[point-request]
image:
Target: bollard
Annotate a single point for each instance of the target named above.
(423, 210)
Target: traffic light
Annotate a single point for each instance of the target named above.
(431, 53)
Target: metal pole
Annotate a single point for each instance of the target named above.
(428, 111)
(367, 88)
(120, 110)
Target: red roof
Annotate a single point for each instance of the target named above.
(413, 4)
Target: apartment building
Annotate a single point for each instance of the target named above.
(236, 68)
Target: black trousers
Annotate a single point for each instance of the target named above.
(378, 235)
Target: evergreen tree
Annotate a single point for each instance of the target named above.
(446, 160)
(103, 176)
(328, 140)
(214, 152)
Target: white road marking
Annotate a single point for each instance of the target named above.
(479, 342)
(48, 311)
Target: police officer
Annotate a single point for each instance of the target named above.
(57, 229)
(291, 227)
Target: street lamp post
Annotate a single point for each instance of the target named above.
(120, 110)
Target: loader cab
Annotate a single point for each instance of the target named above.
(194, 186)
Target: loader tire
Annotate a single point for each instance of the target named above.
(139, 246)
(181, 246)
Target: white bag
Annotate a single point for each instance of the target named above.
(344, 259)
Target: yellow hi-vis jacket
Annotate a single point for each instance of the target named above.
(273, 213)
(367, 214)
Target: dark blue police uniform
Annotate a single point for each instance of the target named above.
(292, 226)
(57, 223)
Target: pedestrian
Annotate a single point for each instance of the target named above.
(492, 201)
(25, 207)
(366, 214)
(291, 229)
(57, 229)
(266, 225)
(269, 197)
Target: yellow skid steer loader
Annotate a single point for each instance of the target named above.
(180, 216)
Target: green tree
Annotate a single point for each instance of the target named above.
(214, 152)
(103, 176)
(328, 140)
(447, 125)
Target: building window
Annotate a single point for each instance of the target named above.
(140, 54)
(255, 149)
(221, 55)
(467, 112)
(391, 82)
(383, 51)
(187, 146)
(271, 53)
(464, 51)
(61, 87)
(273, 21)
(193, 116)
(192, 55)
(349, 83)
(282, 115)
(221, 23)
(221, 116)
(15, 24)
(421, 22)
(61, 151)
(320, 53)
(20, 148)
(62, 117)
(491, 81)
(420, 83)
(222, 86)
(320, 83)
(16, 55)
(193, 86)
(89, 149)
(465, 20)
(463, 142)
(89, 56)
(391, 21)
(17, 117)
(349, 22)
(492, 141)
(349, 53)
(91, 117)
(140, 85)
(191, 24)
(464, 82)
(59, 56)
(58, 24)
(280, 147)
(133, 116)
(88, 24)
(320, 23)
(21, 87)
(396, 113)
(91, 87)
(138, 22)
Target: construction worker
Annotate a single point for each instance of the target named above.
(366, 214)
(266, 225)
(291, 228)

- _Prompt_:
Take the records and restate them word for word.

- _Task response_:
[point-request]
image:
Target: bollard
Annotate a single point for each instance of the target named above.
(423, 210)
Target: traffic light
Annotate a single point for each instance of the target named above.
(431, 53)
Target: metal pole
Annotate a single point for each instance of the target named above.
(428, 111)
(367, 88)
(120, 110)
Target: red roof
Annotate a single point for each instance of the target named above.
(413, 4)
Target: apartment building
Annotate a single point for each instance of the target named above.
(236, 68)
Target: black trousers
Annotate a single point for each instance of the target named above.
(378, 235)
Target: evergreen tree
Annotate a single point for each instance of the target named above.
(446, 160)
(103, 176)
(328, 140)
(214, 152)
Target: white road marking
Annotate a single point for each instance of the target named above.
(479, 342)
(48, 311)
Target: police officer
Annotate a single point for each instance of the target named above.
(57, 229)
(291, 227)
Target: street lamp post
Annotate a single point for each instance of the target named above.
(120, 110)
Target: loader cab
Annotate a single point for each instance of the target named above.
(194, 186)
Target: loader tire
Annotate a single point for each instance of the target named above.
(139, 246)
(181, 246)
Target: white bag
Annotate a single point for each instance of the target named above.
(344, 259)
Target: yellow hi-vis jacket
Annotate a single point for each instance of the target named above.
(273, 213)
(367, 214)
Target: dark blue police uniform
Annotate a single point for each instance of the target named above.
(292, 226)
(57, 223)
Target: pedestrian
Annotate a single point for each instance of the target named above.
(492, 201)
(25, 207)
(366, 214)
(291, 229)
(57, 229)
(266, 225)
(269, 197)
Target: yellow skid steer loader
Annotate a single point for each instance of the target named above.
(180, 216)
Target: green tree
Annotate a single point for each instance of the target named above.
(214, 152)
(103, 176)
(328, 140)
(447, 125)
Target: building window
Annotate a single point for each instance of the target named above.
(140, 54)
(255, 149)
(221, 55)
(467, 112)
(391, 82)
(383, 51)
(187, 146)
(271, 53)
(464, 51)
(61, 87)
(273, 21)
(193, 116)
(192, 55)
(349, 83)
(282, 115)
(221, 23)
(221, 116)
(15, 24)
(421, 22)
(61, 151)
(320, 53)
(20, 148)
(62, 117)
(491, 81)
(420, 83)
(222, 86)
(320, 83)
(16, 55)
(193, 86)
(89, 149)
(465, 20)
(463, 142)
(89, 56)
(391, 21)
(17, 117)
(349, 22)
(492, 141)
(349, 53)
(91, 117)
(140, 85)
(191, 24)
(464, 82)
(59, 56)
(58, 24)
(280, 147)
(133, 116)
(88, 24)
(320, 23)
(21, 87)
(396, 113)
(91, 87)
(138, 22)
Target: construction worker
Annotate a single point for each instance of the target named above.
(366, 214)
(266, 225)
(291, 228)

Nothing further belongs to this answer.